__What is needed__: Each line below should be quoted exactly, please.

__Stored data__:
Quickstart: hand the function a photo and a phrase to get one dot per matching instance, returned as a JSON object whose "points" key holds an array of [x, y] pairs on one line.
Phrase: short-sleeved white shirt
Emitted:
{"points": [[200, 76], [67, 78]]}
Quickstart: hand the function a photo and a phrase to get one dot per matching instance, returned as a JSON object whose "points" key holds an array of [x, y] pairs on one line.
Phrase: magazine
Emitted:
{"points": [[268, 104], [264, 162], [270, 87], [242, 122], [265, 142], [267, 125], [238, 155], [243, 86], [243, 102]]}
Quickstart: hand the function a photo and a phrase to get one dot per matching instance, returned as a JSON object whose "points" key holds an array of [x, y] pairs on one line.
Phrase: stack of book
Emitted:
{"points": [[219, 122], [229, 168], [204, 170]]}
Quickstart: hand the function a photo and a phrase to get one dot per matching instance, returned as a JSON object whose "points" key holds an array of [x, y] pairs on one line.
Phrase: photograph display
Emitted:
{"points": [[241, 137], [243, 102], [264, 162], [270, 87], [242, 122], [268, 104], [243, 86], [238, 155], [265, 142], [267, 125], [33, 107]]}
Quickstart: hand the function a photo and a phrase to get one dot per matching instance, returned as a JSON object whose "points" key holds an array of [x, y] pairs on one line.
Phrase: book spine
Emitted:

__Solution to the exercise__:
Quickstart: hand the function a photo and a phrase to get one dot per matching instance, returned as a JSON object whose "points" key holds an array of [x, y] pairs on one line.
Phrase: short-sleeved white shirt
Emitted:
{"points": [[200, 76], [67, 78]]}
Quickstart: hand the function a photo and a phrase to get one dot per matching instance, returned as a JSON object whose "points" key holds an array of [x, y] pairs on one line.
Phrase: magazine
Emitted:
{"points": [[268, 104], [264, 162], [270, 87], [242, 122], [265, 142], [267, 125], [238, 155], [243, 86], [243, 102]]}
Quickstart: hand the function a photo and a phrase to get one dot per matching instance, returned as a JSON object whose "points" key holds an array of [x, y] pairs on one line.
Phrase: stack of book
Emitted:
{"points": [[219, 122], [229, 168], [204, 170]]}
Quickstart: hand the function a photo and a phrase to get one dot per matching instance, returned as a JSON object whose "points" key holds an array of [x, y] pairs on one line.
Phrase: photograph display
Emitted:
{"points": [[241, 137], [243, 102], [264, 162], [270, 87], [242, 122], [268, 104], [243, 86], [238, 155], [265, 142], [267, 125], [33, 107]]}
Quickstart: hand the function a photo and a phrase to get one dot per matching instance, returned as a JSON object whose "points" key holds an array of [x, y] pairs on one line.
Phrase: book spine
Emitted:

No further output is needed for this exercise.